**DOCUMENT TEXT**
====
Hocine Soltani

Personal information
- Full name: Hocine Soltani
- Nationality: Algeria
- Born: December 27, 1972 Thénia, Boumerdès
- Died: March 2002 (aged 29) near Marseille, France
- Height: 1.65 m (5 ft 5 in)
- Weight: 60 kg (132 lb)

Sport
- Sport: Boxing
- Weight class: Featherweight

Medal record
Olympic Games
| Gold medal – first place | 1996 Atlanta | Lightweight |
| Bronze medal – third place | 1992 Barcelona | Featherweight |
World Amateur Championships
| Bronze medal – third place | 1991 Sydney | Featherweight |
All-Africa Games
| Gold medal – first place | 1991 Cairo | Featherweight |
Mediterranean Games
| Silver medal – second place | 1993 Languedoc-Roussillon | Lightweight |

= Hocine Soltani =

Algerian boxer (1972–2002)

Hocine Soltani (December 1972 – March 2002) was an Algerian boxer, who won two Olympic medals. In 1992, the southpaw placed third in the featherweight division (54–57 kg), and at the 1996 Summer Olympics he won the gold medal in the lightweight division.

==Early life==
Hocine Soltani was born in the Algerian town of Thénia on 27 December 1972. He was introduced to boxing by his older brother Omar, who had already trained several other fighters. Omar later explained, "It is a school of life and discipline that allowed him not to drag, he quickly proved diligent and determined." Soltani fought right-handed in the southpaw stance, using his left hand as a low guard near his hip.
====
**WHAT THIS TASK INVOLVES**
Copy the part of the Hocine Soltani article between "Medal record" and "Algerian boxer (1972–2002)", inclusive.

**DATA EXCERPTS**
====
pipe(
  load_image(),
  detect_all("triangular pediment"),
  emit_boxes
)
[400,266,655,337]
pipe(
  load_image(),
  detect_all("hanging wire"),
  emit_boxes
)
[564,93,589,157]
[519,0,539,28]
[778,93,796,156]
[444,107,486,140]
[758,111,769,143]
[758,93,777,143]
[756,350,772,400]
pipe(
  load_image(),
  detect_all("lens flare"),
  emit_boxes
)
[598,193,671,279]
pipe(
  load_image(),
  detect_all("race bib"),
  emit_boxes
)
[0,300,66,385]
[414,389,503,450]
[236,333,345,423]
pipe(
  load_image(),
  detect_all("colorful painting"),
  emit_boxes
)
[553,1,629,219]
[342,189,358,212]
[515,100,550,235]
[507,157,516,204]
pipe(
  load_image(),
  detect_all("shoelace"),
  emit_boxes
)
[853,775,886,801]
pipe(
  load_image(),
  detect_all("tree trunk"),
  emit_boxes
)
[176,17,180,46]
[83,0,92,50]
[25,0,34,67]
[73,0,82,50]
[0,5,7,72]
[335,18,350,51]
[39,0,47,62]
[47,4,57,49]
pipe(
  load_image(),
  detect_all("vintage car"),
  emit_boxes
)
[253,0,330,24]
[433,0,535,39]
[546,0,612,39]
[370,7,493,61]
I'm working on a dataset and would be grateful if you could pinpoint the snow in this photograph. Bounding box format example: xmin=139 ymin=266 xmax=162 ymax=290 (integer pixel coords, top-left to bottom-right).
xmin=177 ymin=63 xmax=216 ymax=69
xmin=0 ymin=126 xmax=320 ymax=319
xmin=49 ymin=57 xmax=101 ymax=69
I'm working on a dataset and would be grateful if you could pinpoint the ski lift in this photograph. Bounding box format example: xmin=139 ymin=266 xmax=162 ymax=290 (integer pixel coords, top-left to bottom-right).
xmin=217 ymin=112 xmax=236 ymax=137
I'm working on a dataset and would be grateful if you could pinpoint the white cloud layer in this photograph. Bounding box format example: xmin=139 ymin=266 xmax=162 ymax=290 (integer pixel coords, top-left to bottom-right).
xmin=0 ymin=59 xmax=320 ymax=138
====
**ANSWER TO THE PROBLEM**
Medal record
Olympic Games
| Gold medal – first place | 1996 Atlanta | Lightweight |
| Bronze medal – third place | 1992 Barcelona | Featherweight |
World Amateur Championships
| Bronze medal – third place | 1991 Sydney | Featherweight |
All-Africa Games
| Gold medal – first place | 1991 Cairo | Featherweight |
Mediterranean Games
| Silver medal – second place | 1993 Languedoc-Roussillon | Lightweight |

= Hocine Soltani =

Algerian boxer (1972–2002)